### DATA RECORDS:
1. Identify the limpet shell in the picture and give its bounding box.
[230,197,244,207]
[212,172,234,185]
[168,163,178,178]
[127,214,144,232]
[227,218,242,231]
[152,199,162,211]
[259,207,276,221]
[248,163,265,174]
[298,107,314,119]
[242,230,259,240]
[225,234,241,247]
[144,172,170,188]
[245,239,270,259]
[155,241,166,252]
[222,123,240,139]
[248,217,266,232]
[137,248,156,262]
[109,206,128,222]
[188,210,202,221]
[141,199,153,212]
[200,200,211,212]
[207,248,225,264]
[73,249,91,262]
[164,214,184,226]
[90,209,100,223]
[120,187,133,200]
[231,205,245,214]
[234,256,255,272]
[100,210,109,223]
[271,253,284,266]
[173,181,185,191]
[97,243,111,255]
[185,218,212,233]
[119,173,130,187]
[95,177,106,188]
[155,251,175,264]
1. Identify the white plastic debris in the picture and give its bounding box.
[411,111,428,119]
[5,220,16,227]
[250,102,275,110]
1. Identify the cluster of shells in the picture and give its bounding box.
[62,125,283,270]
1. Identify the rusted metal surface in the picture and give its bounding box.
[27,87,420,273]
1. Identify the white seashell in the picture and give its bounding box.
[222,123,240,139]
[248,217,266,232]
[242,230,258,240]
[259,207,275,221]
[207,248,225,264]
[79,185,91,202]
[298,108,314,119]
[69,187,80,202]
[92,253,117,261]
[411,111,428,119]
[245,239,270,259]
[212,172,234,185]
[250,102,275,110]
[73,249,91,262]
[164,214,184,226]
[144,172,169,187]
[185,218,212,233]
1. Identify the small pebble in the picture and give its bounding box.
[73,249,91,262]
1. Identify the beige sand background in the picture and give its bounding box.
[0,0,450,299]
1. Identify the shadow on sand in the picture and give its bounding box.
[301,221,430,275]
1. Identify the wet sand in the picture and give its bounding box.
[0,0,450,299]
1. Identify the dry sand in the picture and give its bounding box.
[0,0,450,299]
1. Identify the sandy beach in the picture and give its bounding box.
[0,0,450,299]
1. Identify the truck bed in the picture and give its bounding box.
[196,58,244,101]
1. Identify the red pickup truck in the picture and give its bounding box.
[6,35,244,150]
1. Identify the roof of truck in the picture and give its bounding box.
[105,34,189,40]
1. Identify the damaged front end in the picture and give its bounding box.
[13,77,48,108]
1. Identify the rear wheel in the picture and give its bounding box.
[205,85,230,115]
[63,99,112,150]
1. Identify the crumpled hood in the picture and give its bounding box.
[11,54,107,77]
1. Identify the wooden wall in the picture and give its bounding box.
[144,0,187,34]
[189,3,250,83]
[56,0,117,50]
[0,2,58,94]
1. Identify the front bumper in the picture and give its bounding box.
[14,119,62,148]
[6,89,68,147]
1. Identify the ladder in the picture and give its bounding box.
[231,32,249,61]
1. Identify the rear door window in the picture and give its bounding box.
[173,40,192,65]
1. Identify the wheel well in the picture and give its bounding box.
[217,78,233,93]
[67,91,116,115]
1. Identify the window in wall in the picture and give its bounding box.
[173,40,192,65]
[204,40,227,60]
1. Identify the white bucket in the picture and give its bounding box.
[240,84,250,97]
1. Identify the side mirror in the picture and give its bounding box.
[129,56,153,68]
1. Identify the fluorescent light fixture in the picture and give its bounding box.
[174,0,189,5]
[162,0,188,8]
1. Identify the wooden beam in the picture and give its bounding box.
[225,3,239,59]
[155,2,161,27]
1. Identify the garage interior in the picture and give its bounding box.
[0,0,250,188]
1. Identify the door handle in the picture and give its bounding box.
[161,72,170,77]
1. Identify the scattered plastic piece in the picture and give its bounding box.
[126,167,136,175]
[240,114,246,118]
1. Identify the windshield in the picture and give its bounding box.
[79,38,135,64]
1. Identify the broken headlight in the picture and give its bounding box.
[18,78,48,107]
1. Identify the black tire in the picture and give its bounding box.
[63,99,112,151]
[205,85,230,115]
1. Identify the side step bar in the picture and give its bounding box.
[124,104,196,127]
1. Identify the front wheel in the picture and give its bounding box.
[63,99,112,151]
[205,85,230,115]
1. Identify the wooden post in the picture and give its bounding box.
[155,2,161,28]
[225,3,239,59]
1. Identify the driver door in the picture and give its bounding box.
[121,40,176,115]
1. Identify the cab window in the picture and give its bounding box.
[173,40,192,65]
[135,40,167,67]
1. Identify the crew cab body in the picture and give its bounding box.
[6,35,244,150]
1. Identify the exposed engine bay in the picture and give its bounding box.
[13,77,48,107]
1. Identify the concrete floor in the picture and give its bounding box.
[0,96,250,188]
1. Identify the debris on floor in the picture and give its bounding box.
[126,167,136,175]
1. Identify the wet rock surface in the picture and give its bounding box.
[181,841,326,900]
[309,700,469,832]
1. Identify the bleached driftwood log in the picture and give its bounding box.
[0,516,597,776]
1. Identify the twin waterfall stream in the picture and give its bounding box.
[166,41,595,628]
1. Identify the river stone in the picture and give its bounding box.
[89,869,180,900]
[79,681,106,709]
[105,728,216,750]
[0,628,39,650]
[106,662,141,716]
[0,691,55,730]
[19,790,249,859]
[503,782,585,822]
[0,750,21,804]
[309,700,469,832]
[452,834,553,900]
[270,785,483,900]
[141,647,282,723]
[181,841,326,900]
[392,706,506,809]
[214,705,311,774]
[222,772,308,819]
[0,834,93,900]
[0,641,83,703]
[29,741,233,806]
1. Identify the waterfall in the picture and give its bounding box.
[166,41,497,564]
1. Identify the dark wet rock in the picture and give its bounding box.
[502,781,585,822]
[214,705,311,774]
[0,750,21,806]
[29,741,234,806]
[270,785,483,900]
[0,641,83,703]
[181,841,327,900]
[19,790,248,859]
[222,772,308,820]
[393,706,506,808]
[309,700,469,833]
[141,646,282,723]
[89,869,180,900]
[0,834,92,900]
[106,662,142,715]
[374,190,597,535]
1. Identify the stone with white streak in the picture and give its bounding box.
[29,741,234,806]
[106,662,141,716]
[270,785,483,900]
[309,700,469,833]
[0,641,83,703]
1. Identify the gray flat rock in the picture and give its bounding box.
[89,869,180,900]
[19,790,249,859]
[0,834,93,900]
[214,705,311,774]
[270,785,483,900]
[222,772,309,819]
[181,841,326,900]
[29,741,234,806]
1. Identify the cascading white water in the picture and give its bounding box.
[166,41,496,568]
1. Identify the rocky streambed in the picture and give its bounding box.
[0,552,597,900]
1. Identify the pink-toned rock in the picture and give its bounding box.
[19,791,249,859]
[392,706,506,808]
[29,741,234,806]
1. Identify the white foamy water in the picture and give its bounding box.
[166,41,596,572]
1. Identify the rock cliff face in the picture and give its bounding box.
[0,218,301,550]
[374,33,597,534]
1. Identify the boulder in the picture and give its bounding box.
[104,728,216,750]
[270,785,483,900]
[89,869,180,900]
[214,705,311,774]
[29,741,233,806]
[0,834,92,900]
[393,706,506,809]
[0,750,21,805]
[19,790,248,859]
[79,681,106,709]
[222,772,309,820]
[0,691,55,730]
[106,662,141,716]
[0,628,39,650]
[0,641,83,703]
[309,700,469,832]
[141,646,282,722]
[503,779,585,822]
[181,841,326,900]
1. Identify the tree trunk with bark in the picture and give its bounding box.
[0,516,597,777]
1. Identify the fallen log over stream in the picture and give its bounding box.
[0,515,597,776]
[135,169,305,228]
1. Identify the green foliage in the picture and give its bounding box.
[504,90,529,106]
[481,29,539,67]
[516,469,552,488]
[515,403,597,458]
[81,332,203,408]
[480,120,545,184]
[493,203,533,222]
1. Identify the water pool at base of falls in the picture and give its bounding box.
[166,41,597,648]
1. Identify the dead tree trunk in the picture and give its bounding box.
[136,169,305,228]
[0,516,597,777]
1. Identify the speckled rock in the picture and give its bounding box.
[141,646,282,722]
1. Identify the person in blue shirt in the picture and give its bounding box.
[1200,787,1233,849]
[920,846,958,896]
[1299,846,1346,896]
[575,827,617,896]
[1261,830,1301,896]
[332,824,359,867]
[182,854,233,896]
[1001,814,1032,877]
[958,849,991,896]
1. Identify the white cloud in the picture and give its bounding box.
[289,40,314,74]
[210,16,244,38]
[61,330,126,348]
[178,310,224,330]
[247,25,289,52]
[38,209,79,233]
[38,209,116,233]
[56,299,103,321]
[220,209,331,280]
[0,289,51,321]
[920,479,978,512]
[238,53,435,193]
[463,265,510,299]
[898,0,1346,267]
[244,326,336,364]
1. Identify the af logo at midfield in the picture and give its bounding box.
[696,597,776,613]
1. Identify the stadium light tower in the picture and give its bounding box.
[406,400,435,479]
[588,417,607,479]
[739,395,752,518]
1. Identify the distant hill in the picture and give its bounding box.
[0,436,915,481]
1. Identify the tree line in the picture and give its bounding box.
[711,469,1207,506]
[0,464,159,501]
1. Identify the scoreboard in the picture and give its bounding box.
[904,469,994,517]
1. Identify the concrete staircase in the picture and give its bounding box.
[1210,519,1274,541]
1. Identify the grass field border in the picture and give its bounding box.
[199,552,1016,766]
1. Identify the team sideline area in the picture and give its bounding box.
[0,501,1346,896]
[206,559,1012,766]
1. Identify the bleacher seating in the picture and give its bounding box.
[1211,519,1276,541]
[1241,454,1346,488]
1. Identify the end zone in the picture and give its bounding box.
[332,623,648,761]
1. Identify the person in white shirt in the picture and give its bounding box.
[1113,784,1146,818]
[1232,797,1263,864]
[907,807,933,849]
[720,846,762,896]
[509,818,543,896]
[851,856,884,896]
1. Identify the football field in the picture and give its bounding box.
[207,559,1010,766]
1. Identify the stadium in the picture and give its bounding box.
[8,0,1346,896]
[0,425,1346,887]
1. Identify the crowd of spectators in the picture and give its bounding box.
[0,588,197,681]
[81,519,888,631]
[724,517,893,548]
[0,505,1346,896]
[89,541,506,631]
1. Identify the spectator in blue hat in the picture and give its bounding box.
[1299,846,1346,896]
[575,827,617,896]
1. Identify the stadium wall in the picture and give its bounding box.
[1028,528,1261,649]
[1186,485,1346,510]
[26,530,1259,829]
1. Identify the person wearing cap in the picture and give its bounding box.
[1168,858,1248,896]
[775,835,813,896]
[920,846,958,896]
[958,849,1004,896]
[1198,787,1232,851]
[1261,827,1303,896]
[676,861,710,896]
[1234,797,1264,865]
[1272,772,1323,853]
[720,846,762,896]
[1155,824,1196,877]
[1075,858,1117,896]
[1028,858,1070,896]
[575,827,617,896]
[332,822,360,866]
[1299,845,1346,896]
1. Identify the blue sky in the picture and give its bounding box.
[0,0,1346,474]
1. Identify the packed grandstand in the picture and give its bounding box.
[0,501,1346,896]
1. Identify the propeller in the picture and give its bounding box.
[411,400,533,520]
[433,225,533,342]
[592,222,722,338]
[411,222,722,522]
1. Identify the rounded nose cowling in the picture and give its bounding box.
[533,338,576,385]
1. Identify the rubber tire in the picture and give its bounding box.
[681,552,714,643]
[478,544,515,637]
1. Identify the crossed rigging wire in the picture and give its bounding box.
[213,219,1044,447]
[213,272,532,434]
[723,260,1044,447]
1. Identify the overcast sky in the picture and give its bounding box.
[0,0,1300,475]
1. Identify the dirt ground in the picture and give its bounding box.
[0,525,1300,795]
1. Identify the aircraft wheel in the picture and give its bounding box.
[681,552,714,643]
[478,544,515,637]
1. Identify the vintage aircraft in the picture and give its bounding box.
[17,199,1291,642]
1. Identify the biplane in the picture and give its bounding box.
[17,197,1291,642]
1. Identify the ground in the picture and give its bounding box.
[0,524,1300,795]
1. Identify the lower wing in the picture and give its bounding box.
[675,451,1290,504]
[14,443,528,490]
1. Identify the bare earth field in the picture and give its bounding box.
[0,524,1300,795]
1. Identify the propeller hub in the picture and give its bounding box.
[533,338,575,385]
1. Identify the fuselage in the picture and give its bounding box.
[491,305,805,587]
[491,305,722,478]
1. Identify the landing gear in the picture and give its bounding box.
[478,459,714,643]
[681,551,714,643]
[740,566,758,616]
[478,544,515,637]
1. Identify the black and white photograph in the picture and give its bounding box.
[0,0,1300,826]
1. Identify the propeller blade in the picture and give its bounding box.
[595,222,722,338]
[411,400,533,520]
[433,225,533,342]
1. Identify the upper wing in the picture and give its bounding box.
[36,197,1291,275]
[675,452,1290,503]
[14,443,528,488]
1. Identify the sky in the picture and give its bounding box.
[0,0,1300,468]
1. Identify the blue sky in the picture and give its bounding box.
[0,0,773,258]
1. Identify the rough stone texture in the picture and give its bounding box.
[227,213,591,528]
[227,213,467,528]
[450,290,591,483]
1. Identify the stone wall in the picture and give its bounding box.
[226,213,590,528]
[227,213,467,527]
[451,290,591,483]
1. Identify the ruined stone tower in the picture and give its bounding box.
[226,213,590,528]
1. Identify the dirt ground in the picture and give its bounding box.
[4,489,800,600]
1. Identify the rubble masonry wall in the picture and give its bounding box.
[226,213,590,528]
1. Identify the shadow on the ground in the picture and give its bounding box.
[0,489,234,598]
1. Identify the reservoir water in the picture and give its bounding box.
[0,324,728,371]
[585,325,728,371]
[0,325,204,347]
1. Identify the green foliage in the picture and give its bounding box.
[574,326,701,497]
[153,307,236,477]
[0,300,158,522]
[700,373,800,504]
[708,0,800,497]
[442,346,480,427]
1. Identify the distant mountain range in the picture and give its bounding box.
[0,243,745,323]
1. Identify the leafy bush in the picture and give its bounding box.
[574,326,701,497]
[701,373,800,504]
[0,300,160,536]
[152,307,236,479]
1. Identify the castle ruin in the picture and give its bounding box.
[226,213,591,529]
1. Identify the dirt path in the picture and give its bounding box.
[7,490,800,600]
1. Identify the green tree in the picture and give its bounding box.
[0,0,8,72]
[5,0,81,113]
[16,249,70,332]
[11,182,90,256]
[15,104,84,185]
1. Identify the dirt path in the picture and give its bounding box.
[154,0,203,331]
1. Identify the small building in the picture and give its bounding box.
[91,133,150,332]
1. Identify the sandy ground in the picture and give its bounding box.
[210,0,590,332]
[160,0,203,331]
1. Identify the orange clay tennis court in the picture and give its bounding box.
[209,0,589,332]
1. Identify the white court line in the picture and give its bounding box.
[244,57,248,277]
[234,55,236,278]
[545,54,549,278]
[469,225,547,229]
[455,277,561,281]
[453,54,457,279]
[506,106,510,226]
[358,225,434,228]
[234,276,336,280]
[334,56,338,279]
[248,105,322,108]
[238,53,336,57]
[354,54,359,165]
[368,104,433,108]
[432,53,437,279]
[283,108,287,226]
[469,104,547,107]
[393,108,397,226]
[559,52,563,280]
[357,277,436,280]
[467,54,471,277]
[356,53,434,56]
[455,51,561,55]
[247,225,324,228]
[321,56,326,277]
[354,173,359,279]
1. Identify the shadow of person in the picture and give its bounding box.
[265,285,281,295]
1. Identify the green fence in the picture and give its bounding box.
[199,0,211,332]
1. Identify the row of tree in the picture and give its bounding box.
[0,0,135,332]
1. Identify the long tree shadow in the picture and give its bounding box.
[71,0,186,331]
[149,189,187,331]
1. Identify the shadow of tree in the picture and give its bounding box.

### PROBLEM DETAILS:
Gather every line above that contains the word "court", and copy each one in full.

### WORKED SOLUTION:
1. Identify the orange clay tennis court in the picture and give its bounding box.
1. Identify the white court line in the picture and give its bounding box.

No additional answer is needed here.